# Reading text:
..............................

Jonathan Shoop, the police officer who was killed at a traffic stop in Bothell, Washington, on July 13, was accidentally shot by his own field training officer, police said in a July 17 press release.
Bothell Police confirmed on Twitter Shoop’s death was the result of a “tragic crossfire situation.”
“As is documented by SMART and has been reported, this was a chaotic chain of events that occurred over the span of close to only two seconds,” City Manager Jennifer Phillips said in the statement.
“The officers were still in their vehicle and were quickly approached by a suspect with a firearm. Based on the investigation updates, it appears there was a tragic crossfire situation that resulted in the death of one of our officers.
“Let us be clear, we believe the actions of the suspect led to this tragic event.”
The statement went on to say that Shoop’s death had “brought our entire community and department to our knees in grief.”
Shoop was a member of the U.S. Coast Guard before joining the Bothell Police Department a year ago.
Here’s what you need to know:
An Official Statement Identified Shoop’s Partner as Mustafa Kumcur
The partner involved in the shooting was identified as Shoop’s field training officer, Mustafa Kumcur.

..............................

Items for segmentation labeling:
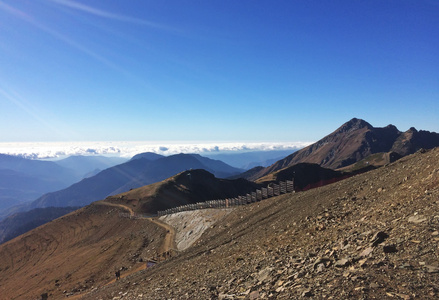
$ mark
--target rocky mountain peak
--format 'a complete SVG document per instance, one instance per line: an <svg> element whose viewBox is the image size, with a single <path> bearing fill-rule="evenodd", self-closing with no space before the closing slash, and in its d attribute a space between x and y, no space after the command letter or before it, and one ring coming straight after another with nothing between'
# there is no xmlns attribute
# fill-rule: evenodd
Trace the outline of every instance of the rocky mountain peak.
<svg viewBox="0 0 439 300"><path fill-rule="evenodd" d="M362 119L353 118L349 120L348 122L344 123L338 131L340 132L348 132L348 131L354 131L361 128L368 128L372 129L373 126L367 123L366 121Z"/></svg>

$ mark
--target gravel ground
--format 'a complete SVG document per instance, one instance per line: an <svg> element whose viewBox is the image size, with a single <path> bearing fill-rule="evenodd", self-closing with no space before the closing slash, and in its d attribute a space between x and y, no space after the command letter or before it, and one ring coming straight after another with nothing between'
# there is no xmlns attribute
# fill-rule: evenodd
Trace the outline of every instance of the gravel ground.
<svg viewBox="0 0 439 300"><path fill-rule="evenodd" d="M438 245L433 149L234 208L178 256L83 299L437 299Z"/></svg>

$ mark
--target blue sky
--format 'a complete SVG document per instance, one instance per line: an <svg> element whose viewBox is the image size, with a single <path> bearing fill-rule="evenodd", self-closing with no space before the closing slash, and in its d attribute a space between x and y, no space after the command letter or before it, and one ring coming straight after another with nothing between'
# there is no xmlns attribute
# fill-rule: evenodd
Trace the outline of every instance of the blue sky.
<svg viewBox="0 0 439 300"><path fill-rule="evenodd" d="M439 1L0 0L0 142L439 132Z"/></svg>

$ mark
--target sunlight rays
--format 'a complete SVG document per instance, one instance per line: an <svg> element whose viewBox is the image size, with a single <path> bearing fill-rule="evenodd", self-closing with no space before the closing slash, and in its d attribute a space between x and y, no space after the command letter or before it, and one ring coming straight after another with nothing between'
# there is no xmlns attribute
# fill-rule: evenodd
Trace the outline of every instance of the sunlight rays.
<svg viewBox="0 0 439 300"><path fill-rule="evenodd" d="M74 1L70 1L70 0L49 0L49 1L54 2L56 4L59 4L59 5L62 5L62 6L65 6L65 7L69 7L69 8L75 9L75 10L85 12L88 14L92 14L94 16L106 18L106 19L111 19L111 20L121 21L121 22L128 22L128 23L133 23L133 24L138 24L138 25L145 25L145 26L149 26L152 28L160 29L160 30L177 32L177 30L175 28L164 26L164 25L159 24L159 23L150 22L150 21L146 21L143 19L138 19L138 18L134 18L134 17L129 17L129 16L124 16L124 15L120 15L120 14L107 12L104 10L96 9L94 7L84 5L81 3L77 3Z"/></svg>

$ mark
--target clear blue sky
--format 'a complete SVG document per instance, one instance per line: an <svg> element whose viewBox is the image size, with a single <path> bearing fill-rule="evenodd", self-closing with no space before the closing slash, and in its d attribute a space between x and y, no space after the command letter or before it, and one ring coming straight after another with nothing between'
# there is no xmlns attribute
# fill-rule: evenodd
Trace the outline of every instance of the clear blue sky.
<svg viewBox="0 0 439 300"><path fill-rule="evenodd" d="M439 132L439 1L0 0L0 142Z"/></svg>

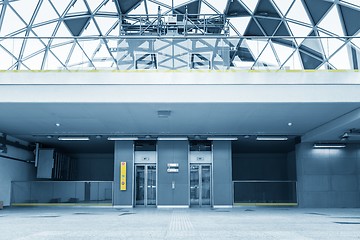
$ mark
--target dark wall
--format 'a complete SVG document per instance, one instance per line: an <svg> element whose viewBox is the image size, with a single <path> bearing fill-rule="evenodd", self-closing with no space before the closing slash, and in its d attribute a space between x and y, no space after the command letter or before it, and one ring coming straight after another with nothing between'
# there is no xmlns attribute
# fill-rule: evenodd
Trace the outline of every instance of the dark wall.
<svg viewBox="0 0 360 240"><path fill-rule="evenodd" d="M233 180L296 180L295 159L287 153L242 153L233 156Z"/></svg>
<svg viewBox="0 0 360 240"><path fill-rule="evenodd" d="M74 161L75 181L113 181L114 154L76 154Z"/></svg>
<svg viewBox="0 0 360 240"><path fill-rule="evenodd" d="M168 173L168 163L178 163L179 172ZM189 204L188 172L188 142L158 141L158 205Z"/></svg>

..............................

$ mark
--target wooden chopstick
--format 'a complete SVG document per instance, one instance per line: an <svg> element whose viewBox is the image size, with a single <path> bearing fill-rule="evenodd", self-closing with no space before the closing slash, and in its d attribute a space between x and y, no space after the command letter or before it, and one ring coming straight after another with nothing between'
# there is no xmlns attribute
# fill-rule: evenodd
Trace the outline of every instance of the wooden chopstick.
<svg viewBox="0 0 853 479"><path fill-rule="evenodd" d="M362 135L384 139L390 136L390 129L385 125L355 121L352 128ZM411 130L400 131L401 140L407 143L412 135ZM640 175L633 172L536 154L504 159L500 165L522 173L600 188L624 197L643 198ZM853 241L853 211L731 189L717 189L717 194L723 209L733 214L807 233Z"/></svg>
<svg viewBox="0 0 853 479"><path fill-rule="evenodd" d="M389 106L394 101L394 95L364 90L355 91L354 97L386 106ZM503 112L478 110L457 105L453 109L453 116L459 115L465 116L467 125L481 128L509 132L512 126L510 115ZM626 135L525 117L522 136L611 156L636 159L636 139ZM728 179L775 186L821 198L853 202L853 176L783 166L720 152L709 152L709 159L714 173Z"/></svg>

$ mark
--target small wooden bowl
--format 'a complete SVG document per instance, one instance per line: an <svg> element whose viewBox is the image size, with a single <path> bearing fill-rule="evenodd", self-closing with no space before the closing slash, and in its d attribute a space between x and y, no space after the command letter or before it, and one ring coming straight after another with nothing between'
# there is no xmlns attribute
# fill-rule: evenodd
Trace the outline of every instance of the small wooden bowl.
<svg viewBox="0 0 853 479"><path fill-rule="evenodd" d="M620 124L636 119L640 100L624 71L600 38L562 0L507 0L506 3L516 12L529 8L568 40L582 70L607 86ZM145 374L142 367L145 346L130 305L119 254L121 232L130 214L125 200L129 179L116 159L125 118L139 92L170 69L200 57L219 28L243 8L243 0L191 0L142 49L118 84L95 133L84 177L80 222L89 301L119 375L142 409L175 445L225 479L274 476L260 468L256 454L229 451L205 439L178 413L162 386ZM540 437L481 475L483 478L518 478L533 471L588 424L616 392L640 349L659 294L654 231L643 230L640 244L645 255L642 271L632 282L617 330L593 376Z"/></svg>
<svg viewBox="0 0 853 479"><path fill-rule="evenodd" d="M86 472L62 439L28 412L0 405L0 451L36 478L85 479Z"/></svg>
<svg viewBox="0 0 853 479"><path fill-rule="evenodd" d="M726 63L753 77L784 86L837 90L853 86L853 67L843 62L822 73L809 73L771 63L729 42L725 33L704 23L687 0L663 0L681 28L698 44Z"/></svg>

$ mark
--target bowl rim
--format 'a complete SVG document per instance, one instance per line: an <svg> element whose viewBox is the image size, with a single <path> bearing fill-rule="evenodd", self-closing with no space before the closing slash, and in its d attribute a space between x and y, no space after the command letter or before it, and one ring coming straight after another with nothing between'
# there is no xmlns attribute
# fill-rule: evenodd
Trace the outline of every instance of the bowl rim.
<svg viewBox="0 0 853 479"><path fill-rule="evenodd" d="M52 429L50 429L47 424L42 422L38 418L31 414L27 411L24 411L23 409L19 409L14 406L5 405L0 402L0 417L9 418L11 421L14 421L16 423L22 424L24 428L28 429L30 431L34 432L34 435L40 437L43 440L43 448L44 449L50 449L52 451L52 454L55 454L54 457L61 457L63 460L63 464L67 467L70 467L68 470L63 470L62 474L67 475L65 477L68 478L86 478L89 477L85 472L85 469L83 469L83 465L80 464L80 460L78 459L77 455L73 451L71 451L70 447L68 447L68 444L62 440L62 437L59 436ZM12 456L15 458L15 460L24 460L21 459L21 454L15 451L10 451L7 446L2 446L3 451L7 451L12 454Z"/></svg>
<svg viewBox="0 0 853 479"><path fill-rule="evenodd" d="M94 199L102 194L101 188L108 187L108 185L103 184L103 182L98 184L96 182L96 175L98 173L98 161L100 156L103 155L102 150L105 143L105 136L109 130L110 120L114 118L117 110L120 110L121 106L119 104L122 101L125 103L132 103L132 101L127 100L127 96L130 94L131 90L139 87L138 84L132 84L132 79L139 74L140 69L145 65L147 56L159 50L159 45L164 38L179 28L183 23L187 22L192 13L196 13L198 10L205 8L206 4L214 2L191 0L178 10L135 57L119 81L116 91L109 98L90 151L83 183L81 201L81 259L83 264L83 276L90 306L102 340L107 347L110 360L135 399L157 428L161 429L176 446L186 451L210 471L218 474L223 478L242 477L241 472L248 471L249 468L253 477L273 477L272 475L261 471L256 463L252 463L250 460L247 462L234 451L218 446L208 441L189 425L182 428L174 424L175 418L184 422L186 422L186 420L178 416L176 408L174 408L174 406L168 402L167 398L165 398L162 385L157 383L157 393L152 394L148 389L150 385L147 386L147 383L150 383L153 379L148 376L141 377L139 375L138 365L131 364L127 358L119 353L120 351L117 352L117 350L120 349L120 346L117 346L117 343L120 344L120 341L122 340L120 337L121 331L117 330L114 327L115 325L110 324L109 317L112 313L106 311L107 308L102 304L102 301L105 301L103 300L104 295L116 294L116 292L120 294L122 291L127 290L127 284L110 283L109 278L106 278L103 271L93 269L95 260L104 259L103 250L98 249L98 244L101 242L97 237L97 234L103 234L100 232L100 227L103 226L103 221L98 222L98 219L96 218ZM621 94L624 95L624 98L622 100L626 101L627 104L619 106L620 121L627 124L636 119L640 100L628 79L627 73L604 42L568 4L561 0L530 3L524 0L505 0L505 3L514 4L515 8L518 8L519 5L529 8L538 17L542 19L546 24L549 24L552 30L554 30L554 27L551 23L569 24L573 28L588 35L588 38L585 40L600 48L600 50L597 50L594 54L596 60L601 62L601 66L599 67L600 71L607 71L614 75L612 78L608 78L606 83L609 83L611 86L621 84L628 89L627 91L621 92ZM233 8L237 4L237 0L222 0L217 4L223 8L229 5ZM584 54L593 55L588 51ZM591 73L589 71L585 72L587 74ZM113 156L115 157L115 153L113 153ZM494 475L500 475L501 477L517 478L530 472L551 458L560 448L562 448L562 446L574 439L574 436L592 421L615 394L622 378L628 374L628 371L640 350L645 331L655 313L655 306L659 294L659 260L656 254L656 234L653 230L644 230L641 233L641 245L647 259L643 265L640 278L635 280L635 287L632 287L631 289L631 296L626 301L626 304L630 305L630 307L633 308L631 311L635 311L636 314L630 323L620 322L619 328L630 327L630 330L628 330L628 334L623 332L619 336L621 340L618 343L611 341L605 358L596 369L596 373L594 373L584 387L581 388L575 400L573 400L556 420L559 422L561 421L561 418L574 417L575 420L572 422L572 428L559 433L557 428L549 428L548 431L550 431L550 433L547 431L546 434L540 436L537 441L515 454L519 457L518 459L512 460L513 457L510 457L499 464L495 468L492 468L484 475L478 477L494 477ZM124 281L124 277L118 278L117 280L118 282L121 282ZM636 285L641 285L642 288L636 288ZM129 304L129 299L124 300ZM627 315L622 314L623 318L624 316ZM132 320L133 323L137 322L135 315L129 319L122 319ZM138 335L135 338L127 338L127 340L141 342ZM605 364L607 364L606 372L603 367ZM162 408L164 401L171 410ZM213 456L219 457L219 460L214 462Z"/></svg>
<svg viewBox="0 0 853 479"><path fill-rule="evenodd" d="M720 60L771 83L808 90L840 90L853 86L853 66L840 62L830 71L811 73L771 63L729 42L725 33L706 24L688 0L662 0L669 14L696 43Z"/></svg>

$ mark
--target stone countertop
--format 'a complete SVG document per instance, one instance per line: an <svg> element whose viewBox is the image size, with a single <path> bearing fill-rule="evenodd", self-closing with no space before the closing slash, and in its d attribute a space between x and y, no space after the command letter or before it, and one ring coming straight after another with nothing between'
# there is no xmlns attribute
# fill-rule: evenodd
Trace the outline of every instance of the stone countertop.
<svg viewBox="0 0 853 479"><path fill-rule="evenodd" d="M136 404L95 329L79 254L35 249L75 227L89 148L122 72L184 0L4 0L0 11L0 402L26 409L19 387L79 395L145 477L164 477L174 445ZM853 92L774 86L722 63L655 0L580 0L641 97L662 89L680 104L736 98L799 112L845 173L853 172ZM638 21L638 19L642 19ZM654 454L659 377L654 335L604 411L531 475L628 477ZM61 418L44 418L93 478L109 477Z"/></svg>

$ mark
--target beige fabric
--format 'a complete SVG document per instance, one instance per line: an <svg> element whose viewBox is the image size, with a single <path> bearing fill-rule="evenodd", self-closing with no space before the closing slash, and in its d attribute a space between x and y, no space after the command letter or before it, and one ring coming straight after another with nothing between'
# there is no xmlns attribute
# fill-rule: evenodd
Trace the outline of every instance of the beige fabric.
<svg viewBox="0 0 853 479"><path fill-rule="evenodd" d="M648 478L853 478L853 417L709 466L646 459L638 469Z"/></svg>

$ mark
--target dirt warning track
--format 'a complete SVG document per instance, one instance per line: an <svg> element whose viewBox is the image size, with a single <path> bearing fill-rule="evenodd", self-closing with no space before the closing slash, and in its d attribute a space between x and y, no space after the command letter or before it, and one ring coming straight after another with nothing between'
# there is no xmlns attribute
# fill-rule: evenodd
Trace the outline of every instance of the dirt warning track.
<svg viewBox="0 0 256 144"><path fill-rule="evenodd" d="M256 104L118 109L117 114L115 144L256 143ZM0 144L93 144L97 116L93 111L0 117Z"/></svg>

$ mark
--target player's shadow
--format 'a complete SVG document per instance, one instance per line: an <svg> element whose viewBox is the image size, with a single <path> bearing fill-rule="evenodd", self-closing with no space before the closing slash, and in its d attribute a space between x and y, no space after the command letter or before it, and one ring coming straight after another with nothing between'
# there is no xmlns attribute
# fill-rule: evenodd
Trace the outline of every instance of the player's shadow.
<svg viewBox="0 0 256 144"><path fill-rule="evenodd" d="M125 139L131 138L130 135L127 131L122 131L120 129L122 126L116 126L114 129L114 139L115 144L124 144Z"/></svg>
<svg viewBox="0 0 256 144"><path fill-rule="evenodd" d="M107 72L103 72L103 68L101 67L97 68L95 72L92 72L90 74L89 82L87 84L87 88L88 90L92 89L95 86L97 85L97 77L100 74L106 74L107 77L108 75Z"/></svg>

..............................

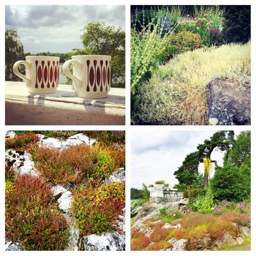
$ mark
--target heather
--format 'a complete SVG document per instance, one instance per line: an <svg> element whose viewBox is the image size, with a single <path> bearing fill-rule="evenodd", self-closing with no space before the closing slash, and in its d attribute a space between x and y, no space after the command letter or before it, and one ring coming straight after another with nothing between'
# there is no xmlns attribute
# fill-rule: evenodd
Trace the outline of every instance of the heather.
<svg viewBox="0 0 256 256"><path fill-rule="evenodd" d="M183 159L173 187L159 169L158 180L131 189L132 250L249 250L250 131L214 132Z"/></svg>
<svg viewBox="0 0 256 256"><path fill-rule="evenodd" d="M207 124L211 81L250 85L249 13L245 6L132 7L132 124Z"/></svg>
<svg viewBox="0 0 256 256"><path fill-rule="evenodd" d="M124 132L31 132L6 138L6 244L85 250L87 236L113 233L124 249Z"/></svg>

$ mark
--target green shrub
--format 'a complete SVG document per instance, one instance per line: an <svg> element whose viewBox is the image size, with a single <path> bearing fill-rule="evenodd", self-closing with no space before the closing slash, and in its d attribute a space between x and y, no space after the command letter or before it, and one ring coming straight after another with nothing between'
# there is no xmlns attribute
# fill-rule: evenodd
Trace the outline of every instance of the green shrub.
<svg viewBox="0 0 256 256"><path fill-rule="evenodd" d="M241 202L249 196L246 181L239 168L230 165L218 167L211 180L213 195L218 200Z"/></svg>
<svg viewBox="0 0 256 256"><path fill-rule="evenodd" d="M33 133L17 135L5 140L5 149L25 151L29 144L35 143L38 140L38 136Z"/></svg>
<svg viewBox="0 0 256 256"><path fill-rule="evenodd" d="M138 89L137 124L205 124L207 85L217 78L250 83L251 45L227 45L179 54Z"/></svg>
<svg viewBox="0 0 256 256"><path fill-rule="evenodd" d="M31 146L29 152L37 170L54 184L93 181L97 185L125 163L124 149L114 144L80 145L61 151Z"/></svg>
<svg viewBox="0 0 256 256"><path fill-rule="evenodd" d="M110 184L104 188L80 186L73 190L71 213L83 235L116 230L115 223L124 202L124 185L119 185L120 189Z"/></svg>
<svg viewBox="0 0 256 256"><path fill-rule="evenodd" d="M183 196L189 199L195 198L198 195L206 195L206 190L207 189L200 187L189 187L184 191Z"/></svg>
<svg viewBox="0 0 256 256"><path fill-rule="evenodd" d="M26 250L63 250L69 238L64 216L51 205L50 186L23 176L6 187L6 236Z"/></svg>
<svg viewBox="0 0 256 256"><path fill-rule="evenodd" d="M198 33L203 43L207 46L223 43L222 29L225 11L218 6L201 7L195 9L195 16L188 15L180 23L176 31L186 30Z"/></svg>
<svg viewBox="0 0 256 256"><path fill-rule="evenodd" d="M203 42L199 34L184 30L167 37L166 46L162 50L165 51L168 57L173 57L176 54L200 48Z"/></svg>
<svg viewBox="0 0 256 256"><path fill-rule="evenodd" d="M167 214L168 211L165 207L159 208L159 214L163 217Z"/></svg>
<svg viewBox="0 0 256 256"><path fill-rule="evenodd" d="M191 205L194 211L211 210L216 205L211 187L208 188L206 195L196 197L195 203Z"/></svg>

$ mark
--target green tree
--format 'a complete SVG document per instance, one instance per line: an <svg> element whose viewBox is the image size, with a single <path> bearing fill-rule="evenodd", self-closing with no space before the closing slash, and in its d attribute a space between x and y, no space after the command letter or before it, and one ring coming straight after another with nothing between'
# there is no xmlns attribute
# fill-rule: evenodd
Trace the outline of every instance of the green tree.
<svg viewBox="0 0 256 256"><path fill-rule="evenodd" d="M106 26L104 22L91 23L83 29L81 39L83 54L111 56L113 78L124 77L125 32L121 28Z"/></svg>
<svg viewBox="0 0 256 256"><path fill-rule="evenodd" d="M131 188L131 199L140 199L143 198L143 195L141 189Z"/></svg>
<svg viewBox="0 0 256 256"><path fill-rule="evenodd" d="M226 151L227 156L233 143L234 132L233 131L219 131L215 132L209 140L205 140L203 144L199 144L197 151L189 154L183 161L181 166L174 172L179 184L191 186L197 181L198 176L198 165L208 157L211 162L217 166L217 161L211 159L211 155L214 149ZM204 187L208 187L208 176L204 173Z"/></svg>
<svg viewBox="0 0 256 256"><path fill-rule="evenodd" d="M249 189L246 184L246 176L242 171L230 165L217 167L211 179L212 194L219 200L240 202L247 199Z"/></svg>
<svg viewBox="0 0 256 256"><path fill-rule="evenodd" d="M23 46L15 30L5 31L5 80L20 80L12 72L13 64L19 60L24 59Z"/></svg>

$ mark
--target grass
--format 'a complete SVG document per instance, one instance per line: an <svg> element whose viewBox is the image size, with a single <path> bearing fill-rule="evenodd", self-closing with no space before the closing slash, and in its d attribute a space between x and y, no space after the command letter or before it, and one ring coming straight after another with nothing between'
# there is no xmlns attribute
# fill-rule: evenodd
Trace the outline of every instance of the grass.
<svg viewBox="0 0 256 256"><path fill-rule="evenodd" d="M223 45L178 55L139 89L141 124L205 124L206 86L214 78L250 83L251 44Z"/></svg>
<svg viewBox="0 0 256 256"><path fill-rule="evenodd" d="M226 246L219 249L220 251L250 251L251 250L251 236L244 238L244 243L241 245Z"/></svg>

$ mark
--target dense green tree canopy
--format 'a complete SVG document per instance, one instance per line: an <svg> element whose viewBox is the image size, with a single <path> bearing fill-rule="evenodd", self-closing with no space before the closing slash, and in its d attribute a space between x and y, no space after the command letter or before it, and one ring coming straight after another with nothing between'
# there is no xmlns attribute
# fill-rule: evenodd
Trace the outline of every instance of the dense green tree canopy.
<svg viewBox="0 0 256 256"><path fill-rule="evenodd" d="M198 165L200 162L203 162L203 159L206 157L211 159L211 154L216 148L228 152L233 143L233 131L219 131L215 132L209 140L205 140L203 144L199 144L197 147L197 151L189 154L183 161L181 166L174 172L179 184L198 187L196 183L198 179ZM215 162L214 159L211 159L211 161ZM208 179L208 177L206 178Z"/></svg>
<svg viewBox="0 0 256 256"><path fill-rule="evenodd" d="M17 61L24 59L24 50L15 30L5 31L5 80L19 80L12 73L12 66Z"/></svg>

..............................

# Requirements:
(a) Render this sentence from the Bothell shooting report in Spanish: "Shoop was a member of the U.S. Coast Guard before joining the Bothell Police Department a year ago."
(b) Repeat, word for word, the stretch of the Bothell shooting report from "Jonathan Shoop, the" through "17 press release.".
None of these rows are needed for the work here.

# Solutions per task:
(a) Shoop fue miembro de la Guardia Costera de los Estados Unidos antes de unirse al Departamento de Policía de Bothell hace un año.

(b)
Jonathan Shoop, the police officer who was killed at a traffic stop in Bothell, Washington, on July 13, was accidentally shot by his own field training officer, police said in a July 17 press release.